Report every line of the material below that contains the word "just", copying each line in full.

DATA LINES:

☆ ☆ ☆ ☆ ☆ ☆ ☆

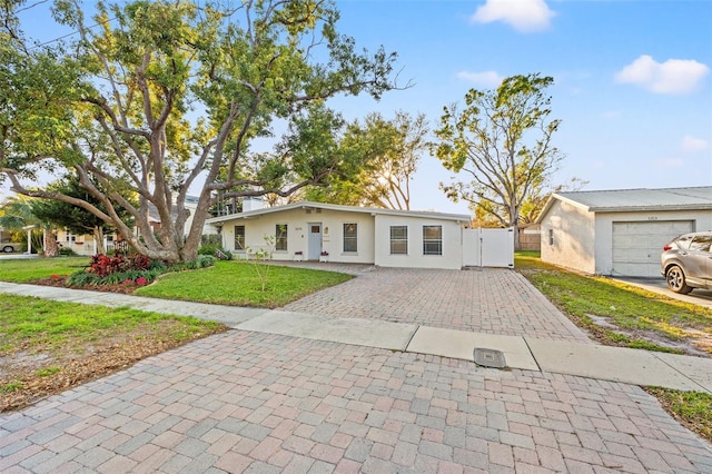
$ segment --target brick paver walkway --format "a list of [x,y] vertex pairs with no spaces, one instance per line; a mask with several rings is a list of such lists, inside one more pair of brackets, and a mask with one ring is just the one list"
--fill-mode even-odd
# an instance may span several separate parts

☆ ☆ ☆ ☆ ☆ ☆ ☆

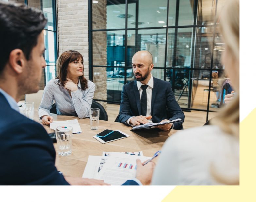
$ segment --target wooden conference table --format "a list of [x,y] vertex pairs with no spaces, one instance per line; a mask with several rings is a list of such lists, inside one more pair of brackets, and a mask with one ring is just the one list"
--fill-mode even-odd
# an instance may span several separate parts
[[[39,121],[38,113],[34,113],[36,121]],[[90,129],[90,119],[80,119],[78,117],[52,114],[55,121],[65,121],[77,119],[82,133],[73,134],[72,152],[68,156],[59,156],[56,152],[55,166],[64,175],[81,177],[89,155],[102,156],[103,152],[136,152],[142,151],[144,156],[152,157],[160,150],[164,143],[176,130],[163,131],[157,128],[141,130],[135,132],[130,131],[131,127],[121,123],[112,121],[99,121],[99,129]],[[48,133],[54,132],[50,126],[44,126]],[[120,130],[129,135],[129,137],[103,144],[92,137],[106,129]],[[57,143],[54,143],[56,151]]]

☆ ☆ ☆ ☆ ☆ ☆ ☆

TASK RESULT:
$ segment --target brick paver walkway --format "a list of [x,y] vertex pairs with no spaces, one instance per line; a mask with several rings is a list of such lists, inside one more pair of brackets, and a mask with one ring is just the one list"
$ segment --target wooden conference table --format "a list of [x,y] vertex pairs with no spaces, one instance per line; a mask with several rings is a list of such lists, inside one more pair of brackets, and a mask with one ring is just the one list"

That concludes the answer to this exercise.